■ Exercise requirements ■
A) According to the Python and Jupyter crash course below, what happens to the kernel when the web browser window is closed?
B) Decide whether each statement agrees with the Python and Jupyter crash course below. Answer yes or no for each, and quote the words from the crash course that decide it. (i) The magic number is 3. (ii) An open notebook has exactly one interactive session connected to a kernel. (iii) Floor division of 5 by 2 gives 2.

*** Opening of Excerpt ***

Computational Science in the Cloud Institute 2018

View on GitHub

Crash Course in Python and Matplotlib using Jupyter

This is an interactive module. Please follow along on your own computer. After taking this module, participants should be able to:

Introduction to Jupyter

What are Jupyter Notebooks

A web-based, interactive computing tool for capturing the whole computation process: developing, documenting, and executing code, as well as communicating the results.

How do Jupyter Notebooks Work?

An open notebook has exactly one interactive session connected to a kernel which will execute code sent by the user and communicate back results. This kernel remains active if the web browser window is closed, and reopening the same notebook from the dashboard will reconnect the web application to the same kernel.

What’s this mean?

Notebooks are an interface to kernel, the kernel executes your code and outputs back to you through the notebook. The kernel is essentially our programming language we wish to interface with.

Jupyter Notebooks, Structure

Jupyter Notebook, Formatting Markdown Cells

You can add headings:

# Heading 1
# Heading 2
## Heading 2.1
## Heading 2.2

You can add lists

1. First ordered list item
2. Another item
⋅⋅* Unordered sub-list. 
1. Actual numbers don't matter, just that it's a number
⋅⋅1. Ordered sub-list
4. And another item.

You can do HTML

<dl>
  <dt>Definition list</dt>
  <dd>Is something people use sometimes.</dd>

  <dt>Markdown in HTML</dt>
  <dd>Does *not* work **very** well. Use HTML <em>tags</em>.</dd>
</dl>

And even, Latex!

$e^{i\pi} + 1 = 0$

Jupyter Notebooks, Workflow

Typically, you will work on a computational problem in pieces, organizing related ideas into cells and moving forward once previous parts work correctly. This is much more convenient for interactive exploration than breaking up a computation into scripts that must be executed together, as was previously necessary, especially if parts of them take a long time to run.

Let a traditional paper lab notebook be your guide:

Jupyter Notebooks, Navigating and Shortcuts

Let’s Start Coding

Introduction to Python

Remember: The magic number is 4!

Hello World

Let’s type the following into a Code Cell:

print(“Hello World!”)

Hit Ctrl-Enter

Some more quick examples

Let’s type the following into another Code Cell:

print(5)
print(1+1)

Hit Ctrl-Enter

Variables

Variables by Example

In a Code Cell:

five = 5
one = 1
print(five)
print(one + one)
message = “This is a string”
print(message)

Note: we are not typing out variable, we are only setting them and allowing Python to determine the type for us

Exercise 1

set a variable to your name. set a variable to your age. set a variable to the current year.

print out your name, and age

Data Types

In a Code Cell:

integer_variable = 100
floating_point_variable = 100.0
string_variable = “Name”

Just because we’re not typing our data, doesn’t mean that our data doesn’t have a type

Be careful: you can only convert data that actually makes sense to be transformed

Arithmetic Operations

+    Addition      1 + 1 = 2
-    Subtraction   5 – 3 = 2
/    Division      4 / 2 = 2
%    Modulo      5 % 2 = 1
*    Multiplication    5 * 2 = 10
//   Floor division    5 // 2 = 2
**   To the power of 2 ** 3 = 8

Arithmatic Operations by Example

In a Code Cell:

print(5/2)

*** Close of Excerpt ***
*** Opening of Excerpted records ***

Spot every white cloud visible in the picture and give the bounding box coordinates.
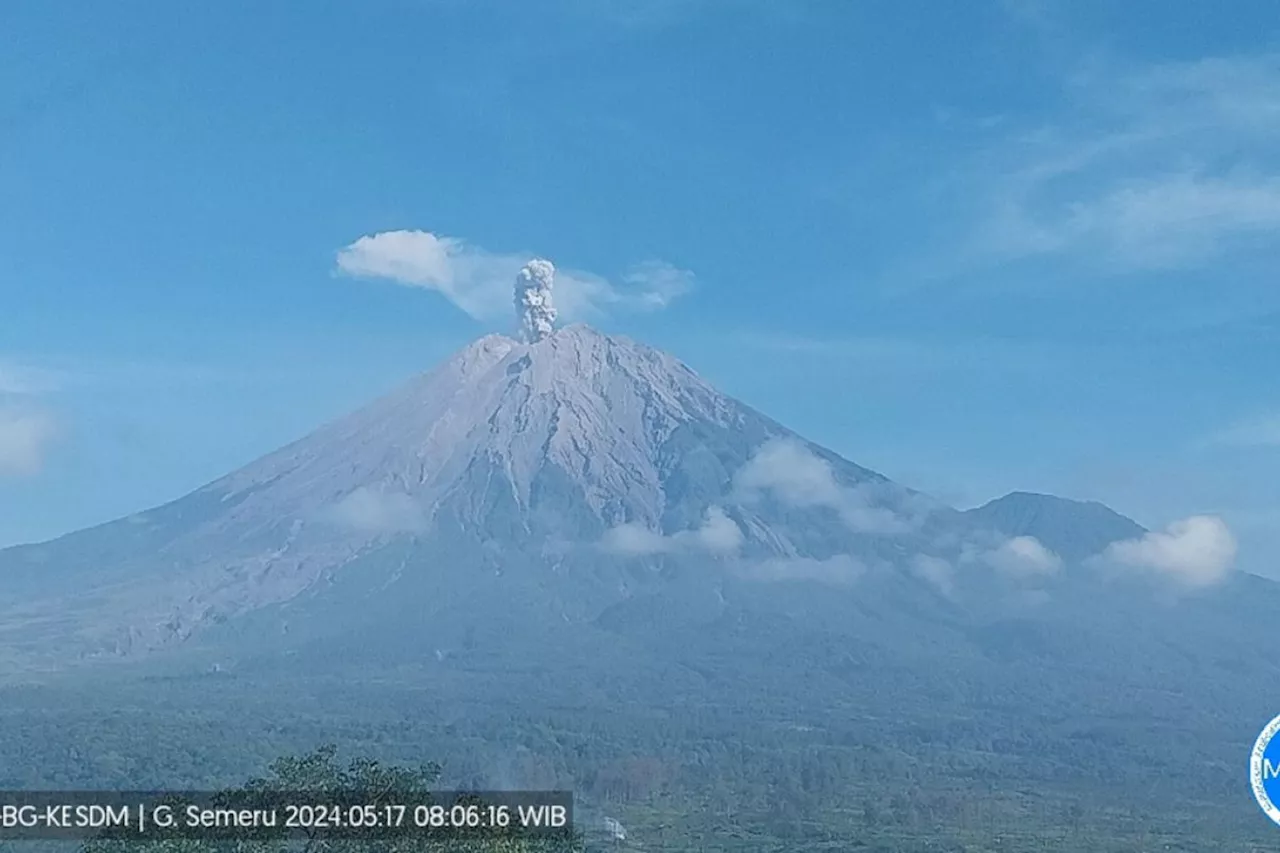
[972,55,1280,270]
[1213,415,1280,447]
[1102,515,1236,587]
[908,553,955,596]
[600,506,742,557]
[733,438,911,534]
[0,360,60,396]
[982,537,1062,578]
[737,555,867,587]
[325,487,428,533]
[338,231,694,321]
[0,409,58,476]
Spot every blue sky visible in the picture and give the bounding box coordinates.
[0,0,1280,574]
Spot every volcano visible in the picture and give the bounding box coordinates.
[0,274,1280,845]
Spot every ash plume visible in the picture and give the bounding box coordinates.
[516,257,556,343]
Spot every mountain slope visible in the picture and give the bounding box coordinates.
[0,325,960,657]
[965,492,1147,561]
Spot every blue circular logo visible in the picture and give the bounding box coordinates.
[1249,717,1280,826]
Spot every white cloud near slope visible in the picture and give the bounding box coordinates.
[733,438,911,534]
[337,231,694,321]
[600,506,744,557]
[1102,515,1238,587]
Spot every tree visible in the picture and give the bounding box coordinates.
[83,745,581,853]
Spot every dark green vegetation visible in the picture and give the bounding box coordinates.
[73,745,582,853]
[0,328,1280,853]
[0,596,1280,853]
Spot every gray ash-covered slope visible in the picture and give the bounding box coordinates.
[0,318,960,660]
[965,492,1147,560]
[0,303,1280,737]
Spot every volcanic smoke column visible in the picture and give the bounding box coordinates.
[516,257,556,343]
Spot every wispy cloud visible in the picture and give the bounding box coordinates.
[600,506,742,557]
[979,537,1062,578]
[0,359,61,396]
[324,487,428,534]
[1102,515,1236,587]
[969,55,1280,272]
[733,439,913,534]
[0,359,61,476]
[736,555,867,587]
[0,406,59,476]
[908,553,955,596]
[337,231,694,321]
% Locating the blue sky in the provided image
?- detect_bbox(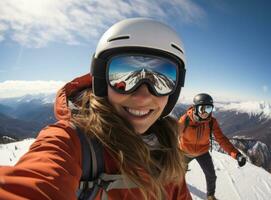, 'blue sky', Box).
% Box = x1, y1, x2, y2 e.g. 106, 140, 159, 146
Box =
0, 0, 271, 101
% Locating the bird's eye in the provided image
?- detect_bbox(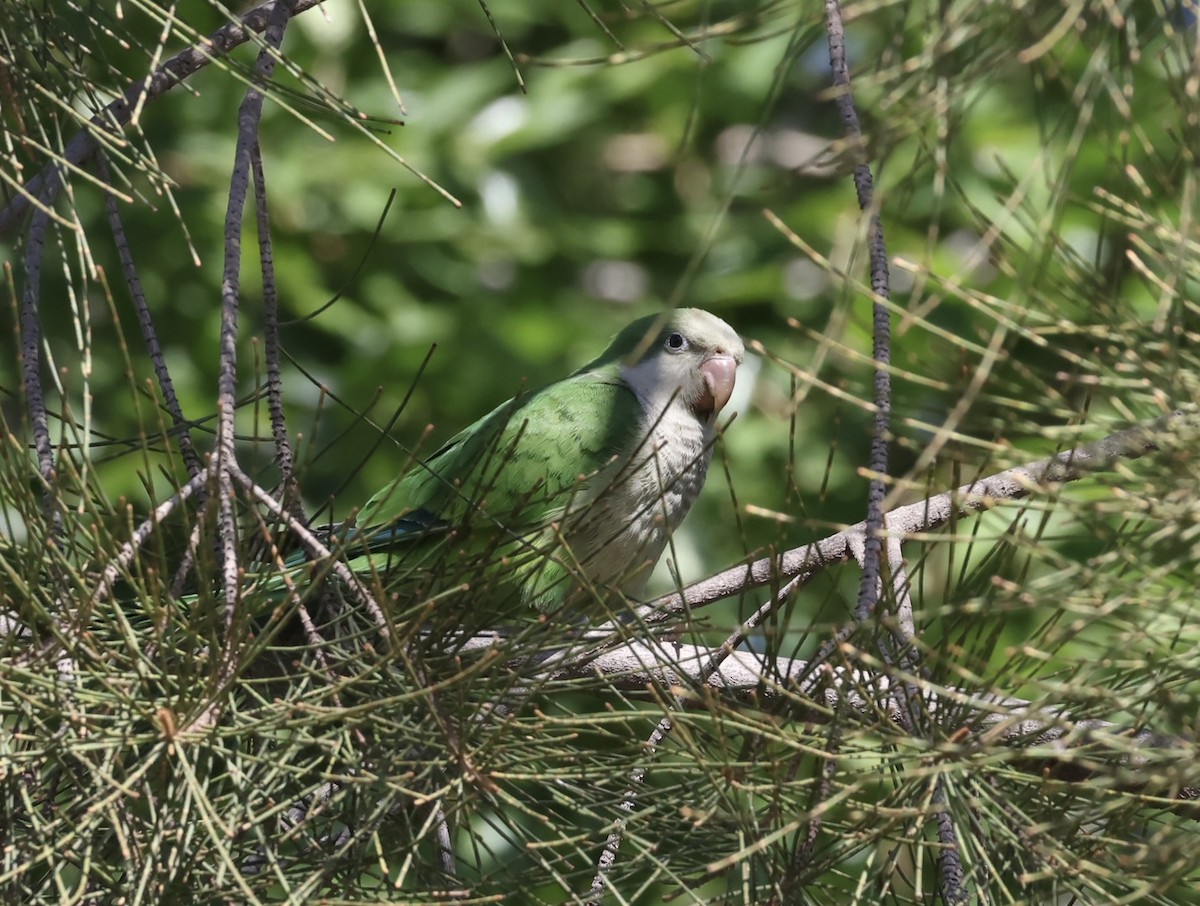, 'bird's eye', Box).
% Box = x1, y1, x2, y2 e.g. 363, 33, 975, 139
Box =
667, 334, 688, 353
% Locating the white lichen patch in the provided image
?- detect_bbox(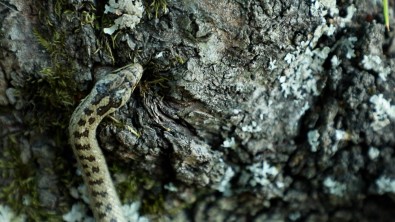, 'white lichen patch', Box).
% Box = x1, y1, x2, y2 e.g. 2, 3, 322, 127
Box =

*** Close of Excerpted records ***

■ Numbered answers ■
A) The kernel remains active.

B)
(i) No: "Remember: The magic number is 4!"
(ii) Yes: "An open notebook has exactly one interactive session connected to a kernel"
(iii) Yes: "5 // 2 = 2"